──────── Records to use

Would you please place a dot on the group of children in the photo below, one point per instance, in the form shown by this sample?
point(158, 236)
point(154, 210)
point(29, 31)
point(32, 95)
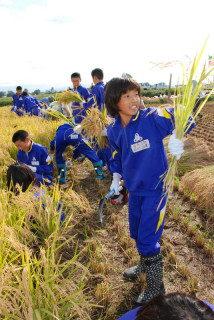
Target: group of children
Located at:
point(137, 156)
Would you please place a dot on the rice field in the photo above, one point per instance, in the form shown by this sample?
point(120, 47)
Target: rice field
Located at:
point(74, 271)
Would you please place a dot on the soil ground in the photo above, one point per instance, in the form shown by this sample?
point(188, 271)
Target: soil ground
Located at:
point(188, 264)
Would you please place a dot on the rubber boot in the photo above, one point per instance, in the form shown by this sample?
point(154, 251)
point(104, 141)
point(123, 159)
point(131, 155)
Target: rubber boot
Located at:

────────────────

▶ _Exercise directions_: Convert the records into a JSON list of strings, one string per line, beginning at the line that contains "Would you please place a dot on the rice" and continuing through the last line of the records. Leave out any blank lines.

▶ _Exercise result_:
[
  "Would you please place a dot on the rice field in the photo above, one point per instance, in the form shown by this sample?",
  "point(120, 47)",
  "Target: rice field",
  "Located at:",
  "point(74, 271)",
  "Would you please place a dot on the soil ground in the photo above, one point per instance, in the form shown by this sample?",
  "point(188, 271)",
  "Target: soil ground",
  "Located at:",
  "point(188, 264)",
  "Would you please place a dot on the rubber boot in the photo above, one point per instance, in the form shown by this sample?",
  "point(154, 251)",
  "point(104, 141)",
  "point(123, 159)",
  "point(131, 155)",
  "Target: rubber boot",
  "Located at:"
]